断罪の時間 〜Dance!な日常〜

2012年12月29日(土) 「孤高の人」

11月『サクリファイス』から今日までいろいろあったけど地味に読んでましたw
実在の人生のお話でしたから時間もかかるはずですよね!!
ちなみに時間的にはわたしが生まれるぜんぜん前の昭和48年に発行された小説ですw

 『孤高の人』(上)(下)   新田次郎
 加藤文太郎は、山の特権階級に挑戦するために山へ行くのではなかった。
 記録を作るためでもなかった。
 彼はいまや山そのものの中に自分を再発見しようとしていたのである。

昭和初期、ヒマラヤ征服の夢を秘め、限られた裕福な人々だけのものであった登山界に、社会人登山家としての道を開拓しながら日本アルプスの山々を、ひとり疾風のように踏破していった“単独行の加藤文太郎”。 その強烈な意志と個性により、仕事においても独力で道を切り開き、高等小学校卒業の学歴で造船技師にまで昇格した加藤文太郎の、交錯する愛と孤独の青春を描く長編。
日本登山界に不滅の足跡を遺した文太郎の生涯を通じ“なぜ山に登るのか”の問いに鋭く迫った山岳小説屈指の力作です。

 目的地につくまでは、休まないこと、立止っても行けない、
 したがって歩調は、かなりゆっくりと、汗の出ないていどに歩きつづけること

最初にうなった文章でした…
目的地までは休まないこと、立ち止まってもいけない。
わたしは子どもではないので酷使しすぎてカラダを壊すわけにはいきません。
カラダを壊せば回復に大きな時間がかかり、それだけ夢が離れてしまうからです。

課題 - 『孤高の人』の読書ブログは、この後どう続くでしょうか。最後の文の次から書き継いでください。

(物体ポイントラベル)
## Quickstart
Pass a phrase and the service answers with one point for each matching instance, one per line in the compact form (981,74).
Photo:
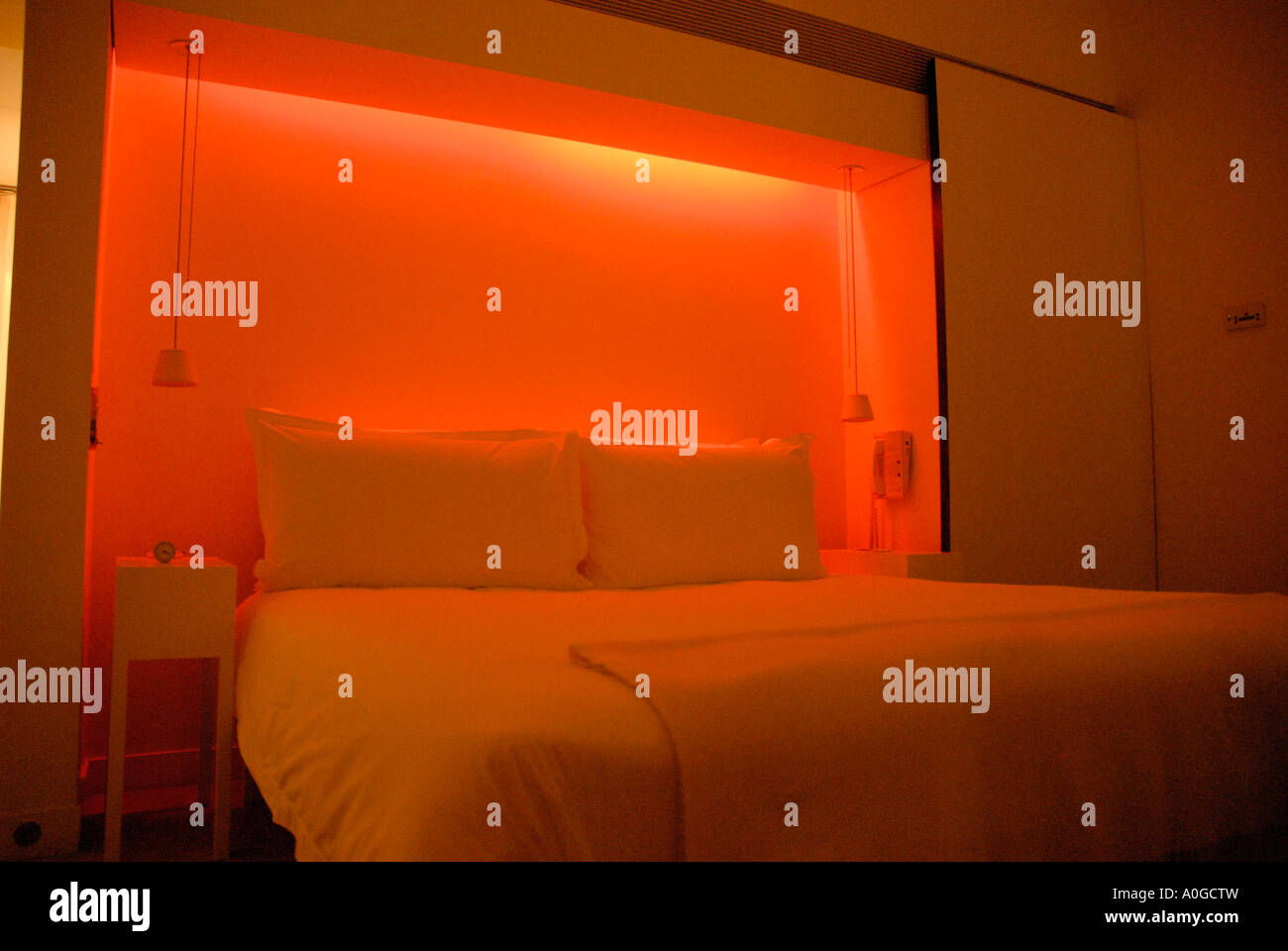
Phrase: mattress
(509,724)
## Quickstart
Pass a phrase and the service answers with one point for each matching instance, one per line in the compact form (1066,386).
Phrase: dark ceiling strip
(825,44)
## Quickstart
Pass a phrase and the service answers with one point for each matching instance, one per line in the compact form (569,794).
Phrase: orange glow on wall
(373,303)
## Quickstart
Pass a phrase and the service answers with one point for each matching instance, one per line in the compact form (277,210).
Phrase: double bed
(452,723)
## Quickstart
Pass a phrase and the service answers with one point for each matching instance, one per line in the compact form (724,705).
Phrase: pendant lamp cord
(192,187)
(183,158)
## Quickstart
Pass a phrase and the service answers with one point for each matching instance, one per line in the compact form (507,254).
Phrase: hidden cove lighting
(855,407)
(175,368)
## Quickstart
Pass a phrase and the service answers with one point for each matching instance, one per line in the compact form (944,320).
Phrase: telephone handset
(892,463)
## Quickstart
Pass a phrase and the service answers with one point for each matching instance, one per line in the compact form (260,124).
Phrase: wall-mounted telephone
(892,471)
(892,464)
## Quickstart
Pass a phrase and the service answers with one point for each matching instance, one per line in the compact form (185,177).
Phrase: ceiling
(294,63)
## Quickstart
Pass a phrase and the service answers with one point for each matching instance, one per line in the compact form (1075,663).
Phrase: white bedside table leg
(224,755)
(116,761)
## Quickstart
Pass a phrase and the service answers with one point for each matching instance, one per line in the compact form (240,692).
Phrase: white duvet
(473,733)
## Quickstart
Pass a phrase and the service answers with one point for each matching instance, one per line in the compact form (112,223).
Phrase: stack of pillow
(523,509)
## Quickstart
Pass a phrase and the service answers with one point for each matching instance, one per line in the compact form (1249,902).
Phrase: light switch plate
(1244,316)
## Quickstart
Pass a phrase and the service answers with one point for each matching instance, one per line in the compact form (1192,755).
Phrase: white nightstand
(935,566)
(174,611)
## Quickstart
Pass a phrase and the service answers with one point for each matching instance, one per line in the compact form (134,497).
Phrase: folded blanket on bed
(1108,733)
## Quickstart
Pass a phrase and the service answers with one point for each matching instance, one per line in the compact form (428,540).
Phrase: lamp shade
(174,369)
(855,409)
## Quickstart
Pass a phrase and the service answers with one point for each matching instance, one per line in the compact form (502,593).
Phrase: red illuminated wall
(373,304)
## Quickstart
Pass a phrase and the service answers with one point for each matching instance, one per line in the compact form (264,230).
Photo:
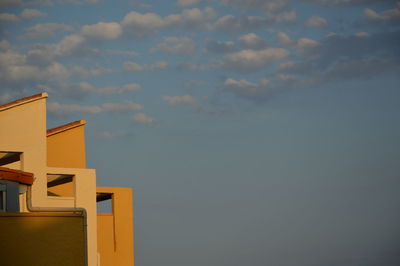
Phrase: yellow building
(48,210)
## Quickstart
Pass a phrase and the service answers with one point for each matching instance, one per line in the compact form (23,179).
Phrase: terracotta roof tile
(23,100)
(65,127)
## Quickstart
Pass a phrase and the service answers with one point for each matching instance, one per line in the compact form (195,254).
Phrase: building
(48,198)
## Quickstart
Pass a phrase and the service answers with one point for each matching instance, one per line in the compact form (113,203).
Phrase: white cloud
(78,90)
(392,15)
(46,30)
(253,60)
(219,47)
(186,3)
(61,109)
(362,34)
(304,44)
(257,91)
(102,31)
(122,52)
(7,17)
(4,45)
(139,25)
(176,45)
(132,66)
(284,39)
(114,135)
(16,70)
(142,118)
(179,100)
(251,41)
(316,22)
(32,13)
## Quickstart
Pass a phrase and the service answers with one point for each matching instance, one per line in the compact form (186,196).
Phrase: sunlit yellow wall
(23,129)
(42,239)
(67,148)
(115,230)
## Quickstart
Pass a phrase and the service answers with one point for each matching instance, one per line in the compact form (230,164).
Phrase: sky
(254,132)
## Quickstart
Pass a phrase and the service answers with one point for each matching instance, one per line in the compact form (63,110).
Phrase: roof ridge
(65,127)
(23,100)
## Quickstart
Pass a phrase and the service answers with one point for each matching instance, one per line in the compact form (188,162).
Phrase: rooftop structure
(48,198)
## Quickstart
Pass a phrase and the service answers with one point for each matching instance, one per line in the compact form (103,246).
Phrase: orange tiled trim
(65,127)
(24,100)
(16,175)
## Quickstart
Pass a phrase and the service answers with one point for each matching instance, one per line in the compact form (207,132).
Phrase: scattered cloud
(81,89)
(114,135)
(45,30)
(390,15)
(219,47)
(284,39)
(316,22)
(231,23)
(132,66)
(258,91)
(142,118)
(32,13)
(176,45)
(17,70)
(186,3)
(179,100)
(253,60)
(56,108)
(252,41)
(7,17)
(102,31)
(122,52)
(85,73)
(136,24)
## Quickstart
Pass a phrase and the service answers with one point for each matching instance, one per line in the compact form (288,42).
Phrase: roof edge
(16,176)
(23,101)
(65,127)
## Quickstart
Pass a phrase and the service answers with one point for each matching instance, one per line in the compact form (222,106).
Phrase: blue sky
(254,132)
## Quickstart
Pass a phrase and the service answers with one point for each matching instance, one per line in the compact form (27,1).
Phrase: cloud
(7,17)
(32,13)
(176,45)
(81,89)
(186,3)
(62,109)
(270,6)
(253,60)
(193,66)
(390,15)
(305,44)
(252,41)
(46,30)
(102,31)
(179,100)
(114,135)
(142,118)
(258,91)
(139,25)
(132,66)
(219,47)
(316,22)
(284,39)
(235,24)
(338,3)
(84,73)
(122,52)
(16,70)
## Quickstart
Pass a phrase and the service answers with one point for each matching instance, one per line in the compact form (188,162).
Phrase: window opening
(59,185)
(104,202)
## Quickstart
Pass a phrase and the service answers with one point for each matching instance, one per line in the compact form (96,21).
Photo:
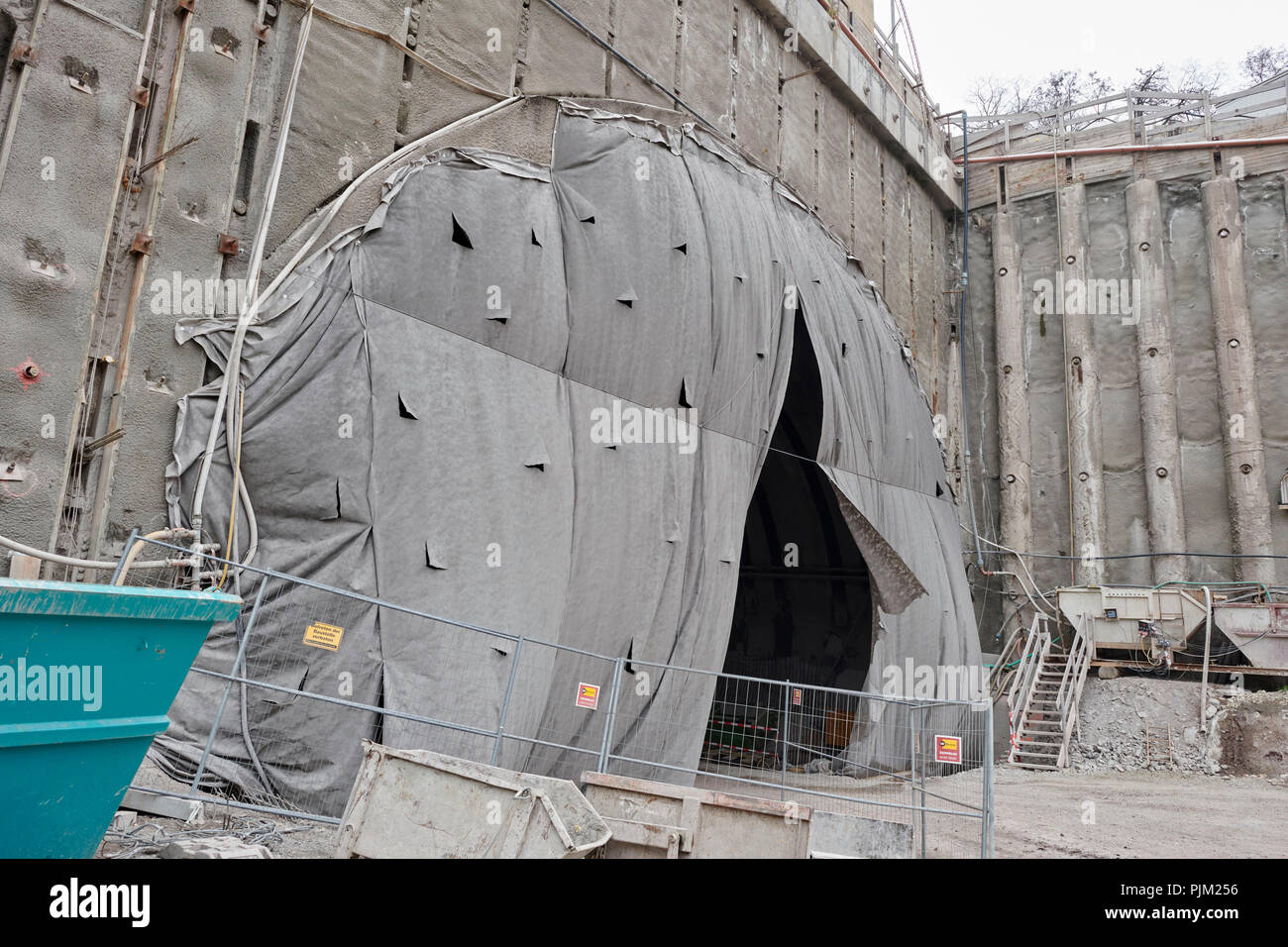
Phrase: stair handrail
(1069,694)
(1035,651)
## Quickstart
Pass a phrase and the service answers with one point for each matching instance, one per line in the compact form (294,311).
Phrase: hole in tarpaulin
(338,510)
(459,235)
(803,608)
(434,560)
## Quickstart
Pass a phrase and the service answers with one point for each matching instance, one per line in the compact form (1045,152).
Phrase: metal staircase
(1044,696)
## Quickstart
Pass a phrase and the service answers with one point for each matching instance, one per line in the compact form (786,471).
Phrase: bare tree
(1265,62)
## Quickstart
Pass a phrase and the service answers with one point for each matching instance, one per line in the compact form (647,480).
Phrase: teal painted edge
(81,599)
(80,731)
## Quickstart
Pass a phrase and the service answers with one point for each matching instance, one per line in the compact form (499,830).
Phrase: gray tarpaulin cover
(419,406)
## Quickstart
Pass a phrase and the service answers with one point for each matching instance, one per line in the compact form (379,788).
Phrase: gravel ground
(1138,814)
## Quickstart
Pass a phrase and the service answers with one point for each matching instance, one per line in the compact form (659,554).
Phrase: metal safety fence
(275,706)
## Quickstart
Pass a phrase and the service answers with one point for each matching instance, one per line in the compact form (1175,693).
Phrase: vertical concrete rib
(1153,315)
(1013,394)
(1082,390)
(1235,368)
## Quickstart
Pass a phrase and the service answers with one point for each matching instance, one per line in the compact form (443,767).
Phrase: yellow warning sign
(948,749)
(322,635)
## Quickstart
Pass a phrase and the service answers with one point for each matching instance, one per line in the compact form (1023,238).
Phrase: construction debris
(1128,722)
(219,847)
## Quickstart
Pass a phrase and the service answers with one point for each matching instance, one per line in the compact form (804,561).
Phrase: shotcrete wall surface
(421,402)
(1207,514)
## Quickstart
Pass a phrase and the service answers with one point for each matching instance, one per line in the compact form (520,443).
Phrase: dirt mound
(1116,714)
(1254,733)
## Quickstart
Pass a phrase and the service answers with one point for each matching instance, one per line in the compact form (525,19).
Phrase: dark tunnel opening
(804,605)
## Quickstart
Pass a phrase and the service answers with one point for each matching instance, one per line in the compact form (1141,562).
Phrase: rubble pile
(1116,712)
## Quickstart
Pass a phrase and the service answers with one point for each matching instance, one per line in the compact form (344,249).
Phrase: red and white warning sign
(588,696)
(948,749)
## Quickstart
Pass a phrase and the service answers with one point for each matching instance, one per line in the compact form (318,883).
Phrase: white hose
(257,260)
(71,561)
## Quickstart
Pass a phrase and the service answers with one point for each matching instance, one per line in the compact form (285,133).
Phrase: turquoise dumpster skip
(86,677)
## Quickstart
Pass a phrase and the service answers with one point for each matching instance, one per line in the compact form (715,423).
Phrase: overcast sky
(1028,39)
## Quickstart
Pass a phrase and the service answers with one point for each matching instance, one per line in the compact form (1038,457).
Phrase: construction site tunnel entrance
(804,605)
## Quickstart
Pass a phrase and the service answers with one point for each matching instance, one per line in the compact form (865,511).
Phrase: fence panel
(277,703)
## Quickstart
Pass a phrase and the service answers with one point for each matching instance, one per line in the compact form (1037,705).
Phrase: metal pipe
(1207,651)
(1122,150)
(107,466)
(237,667)
(961,347)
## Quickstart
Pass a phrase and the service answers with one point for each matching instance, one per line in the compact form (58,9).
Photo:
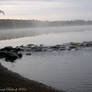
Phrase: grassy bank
(12,82)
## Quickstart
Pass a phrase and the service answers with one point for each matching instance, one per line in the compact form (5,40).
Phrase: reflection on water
(49,36)
(70,71)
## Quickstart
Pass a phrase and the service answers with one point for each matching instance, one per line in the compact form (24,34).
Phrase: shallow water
(68,70)
(46,36)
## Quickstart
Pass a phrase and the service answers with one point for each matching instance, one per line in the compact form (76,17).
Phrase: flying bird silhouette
(2,12)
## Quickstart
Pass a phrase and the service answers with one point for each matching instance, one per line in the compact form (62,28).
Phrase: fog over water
(46,35)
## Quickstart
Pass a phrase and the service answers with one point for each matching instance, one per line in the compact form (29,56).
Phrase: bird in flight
(2,12)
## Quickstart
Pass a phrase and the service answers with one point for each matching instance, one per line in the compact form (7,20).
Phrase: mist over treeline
(8,23)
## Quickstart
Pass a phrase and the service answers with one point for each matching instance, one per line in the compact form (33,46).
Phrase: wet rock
(28,54)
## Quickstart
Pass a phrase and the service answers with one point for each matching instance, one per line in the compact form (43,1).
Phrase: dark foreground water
(68,70)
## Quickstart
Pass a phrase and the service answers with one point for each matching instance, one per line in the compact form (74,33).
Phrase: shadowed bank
(13,82)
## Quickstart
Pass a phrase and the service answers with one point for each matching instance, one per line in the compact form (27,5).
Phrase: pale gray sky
(47,9)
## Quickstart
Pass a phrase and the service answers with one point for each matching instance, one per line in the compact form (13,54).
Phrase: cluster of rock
(11,54)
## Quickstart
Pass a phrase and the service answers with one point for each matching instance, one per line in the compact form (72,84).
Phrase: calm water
(71,71)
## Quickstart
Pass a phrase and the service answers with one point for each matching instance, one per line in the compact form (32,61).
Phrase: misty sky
(47,9)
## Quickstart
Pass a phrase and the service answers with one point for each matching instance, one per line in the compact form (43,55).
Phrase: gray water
(67,70)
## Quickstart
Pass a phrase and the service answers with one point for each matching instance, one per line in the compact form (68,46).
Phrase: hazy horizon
(47,9)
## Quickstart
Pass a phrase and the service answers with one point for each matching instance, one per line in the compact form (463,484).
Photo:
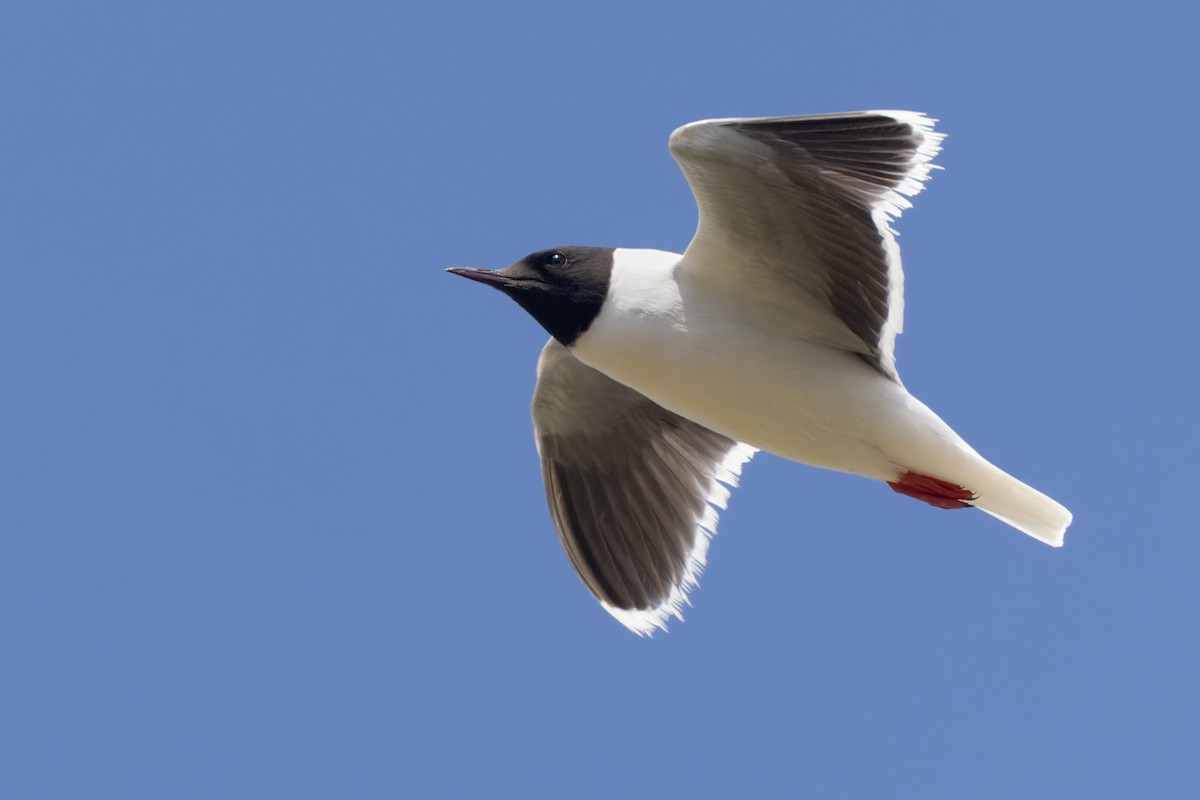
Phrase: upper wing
(795,218)
(631,487)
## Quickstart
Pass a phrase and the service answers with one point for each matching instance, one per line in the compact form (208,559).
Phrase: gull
(773,331)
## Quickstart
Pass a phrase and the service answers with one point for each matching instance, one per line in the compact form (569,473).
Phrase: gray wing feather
(631,487)
(795,218)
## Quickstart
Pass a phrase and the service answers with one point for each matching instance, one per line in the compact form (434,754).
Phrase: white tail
(1021,506)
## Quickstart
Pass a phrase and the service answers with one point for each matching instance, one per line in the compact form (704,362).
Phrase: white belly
(803,401)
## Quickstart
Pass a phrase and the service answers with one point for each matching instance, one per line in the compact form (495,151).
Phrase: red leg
(940,494)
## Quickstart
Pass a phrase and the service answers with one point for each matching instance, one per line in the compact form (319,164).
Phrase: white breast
(699,354)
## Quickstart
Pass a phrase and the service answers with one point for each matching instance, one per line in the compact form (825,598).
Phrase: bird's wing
(633,487)
(795,220)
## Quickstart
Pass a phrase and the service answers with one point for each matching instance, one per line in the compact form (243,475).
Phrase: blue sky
(270,513)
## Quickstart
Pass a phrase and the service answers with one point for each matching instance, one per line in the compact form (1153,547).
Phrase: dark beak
(491,277)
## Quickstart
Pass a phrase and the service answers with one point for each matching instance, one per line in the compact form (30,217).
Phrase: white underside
(724,367)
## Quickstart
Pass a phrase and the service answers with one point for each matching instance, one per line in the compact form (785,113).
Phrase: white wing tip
(645,621)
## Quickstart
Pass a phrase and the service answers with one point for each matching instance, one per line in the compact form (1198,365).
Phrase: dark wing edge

解答例 -
選ぶのは歩きつづけること

 「加藤君どうだね、ヒマラヤは」
 外山三郎は微笑をまじえながら加藤に話しかけた。
 「行けない山のことなんか興味はありません」
 加藤はそっけなく答えた。
 「行けない山だって?」
 藤沢久造の眼がきらりと光った。
 それまでずっとおだやかな顔で外山と話していた藤沢とは別人のようだった。
 「行けないのではない、行かないんだ。
  行かないから未征服の山がそのまま残されているのだ。
  八千メートル級の山だって、いくつあるのかも、
  ほんとうはまだ正確には分っていないんだ。
  まして七千メートル級の山になると、地図にない山、
  あっても名前のついていない山が数え切れないほどあるんだ」
 藤沢久造は加藤の眼をとらえたまま更につづけた。
 「行けないんじゃあない、行かないんだ。 日本人はまだ誰も行こうとしないのだ

息が詰まりました… こんなに突きつけられる感じはひさしぶりでした
だってこれは誰にでも、何にでもあてはまるじゃないですか
ダンス・踊りもそうだし、ヨガでも同じなら仕事だって同じはずです。
“行けないんじゃあない、行かないんだ” その文章に歯軋りした

 いわゆる登山家という奴の中には、にせものが多い。
 こういうおれもにせもののひとりだ。 きみもけっしてほんものではない。
 ほんものの登山家というのは、
 すべてを自らの力で切り開いていく人間でなければならない。
 加藤文太郎といったな、あいつは。
 彼はそう遠くないうちに日本を代表するような登山家になるだろう

加藤文太郎の生い立ちは加藤文太郎の根底をつくっていました。
それはほとんど、他人をあてにしない“信じられるのは自分だけだ”というものです。
いかなることがあっても、自分のことは自分で処理する。

 偏屈にも思われるほど、妥協性を欠く独立精神が、結局は山における人間に通ずる

わたしはほんとうにそうなのかかんがえました
人間の最期がひとりで死んでいくというものならまったく間違いじゃない気がする
目標を打ち立てて遂行するその圧倒的な急進力はとんでもない境地へ誘います
でも、でもさ、偏屈で妥協性を欠くのが“孤高”って言えるのかな??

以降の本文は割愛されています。